● **Exercise requirements**:
1 > In the article about the Breede River swim, how far is it from the source of the Breede to its mouth at Cape Infanta?
2 > Decide whether each statement agrees with the article about the Breede River swim, and back each yes or no with the deciding words from it: (a) every member of the team was over forty; (b) the team made several practice swims in the Breede before setting off; (c) the longest distance the swimmers covered in one day was 17 km.
3 > Carry the article about the Breede River swim forward from its final sentence.

● **Excerpted passage**:
################

To swim the entire length of the Breede River is a magnificent achievement. Liz Webb, long-distance record breaking swimmer from Simon’s Town is still awed by what she and her fellow swimmers, Craig Torr and Richard Willmore have done. Not only had no one ever swum the entire river before, but all the team members were over forty, a fact that Liz delights in pointing out!
One of the main motivations for the swim was to raise awareness of the need for clean water in South Africa. Our rivers, streams and dams are under constant threat from environmental pollution and there is a dire need for us to keep this majestic river and others like it clean and beautiful for all South Africans to enjoy!
To swim from the source of the Breede to its mouth at Cape Infanta, a distance of 309 km, took the intrepid swimmers three weeks, swimming an average of 15-17kms a day, the equivalent of doing a daily double Robben Island swim. The longest distance they covered in a day was 19km
In preparation for the venture, the team followed a training schedule of 30kms over five days every week. Sometimes they would do 10km one day and then divide the balance of the mileage over the remaining four days. They had one practice swim in the Breede- in an easy section- about 3 weeks before embarking on their epic.

################

● **Given data**:
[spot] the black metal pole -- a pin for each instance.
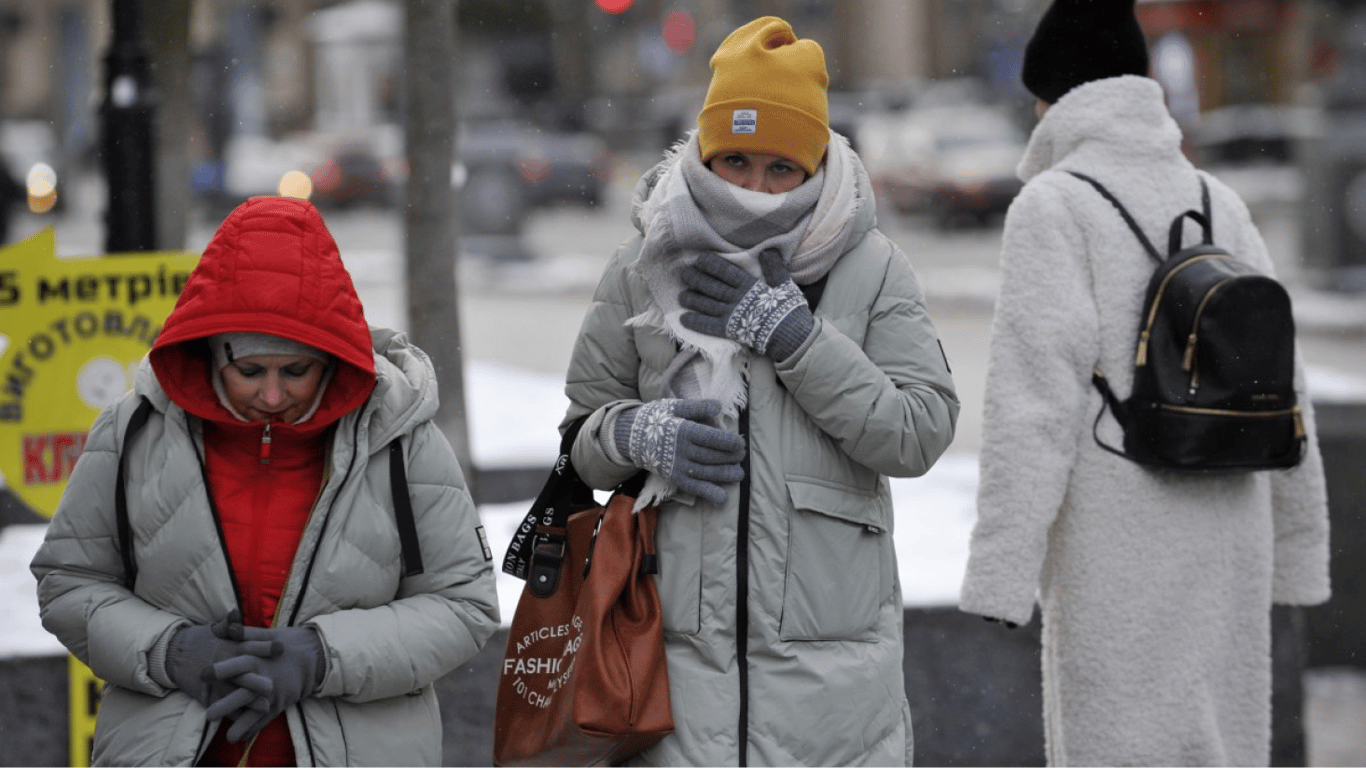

################

● **In response**:
1 > 309 km.

2 >
(a) Yes: "all the team members were over forty"
(b) No: "They had one practice swim in the Breede"
(c) No: "The longest distance they covered in a day was 19km"

3 >
The first day of the swim was the most difficult, the water being very shallow, with more stumbling over slippery rocks and crawling being done than swimming. The team took to the water 6kms out of Ceres, where the Wit Els and Dwars Rivers meet. River conditions improved thereafter, although for much of the time the weather was miserable. For the most part the day’s swim would begin around 10am, once the day was a little warmer. Despite this, within an hour on most days the team would have to leave the water for another hour or more in order to thaw out. Once the swimmers reached the tidal zone, 50kms from the mouth of the Breede River, they set out at 6am in order to catch the outgoing Spring tide. Swimming with the tide made a huge difference as did the fact that the water in this section was warmer. It took on the tang of salt about 30kms upstream, near Malgas.
Asked whether they felt like abandoning the venture at any time, Liz replied that not one of them would have given up, but there were very trying times, the most trying being the long sections of open water where they would be swimming 5kms at a time, interrupted by the odd rapid. Depending on the size of the rapid, they would either walk around it, or do a “nappy run”, protected by the wetsuit shorties and the rash vests they wore. Vibram Five Fingers shoes prevented their feet (would you have guessed?!) from being cut and torn and they were very grateful to have had all of these sponsored.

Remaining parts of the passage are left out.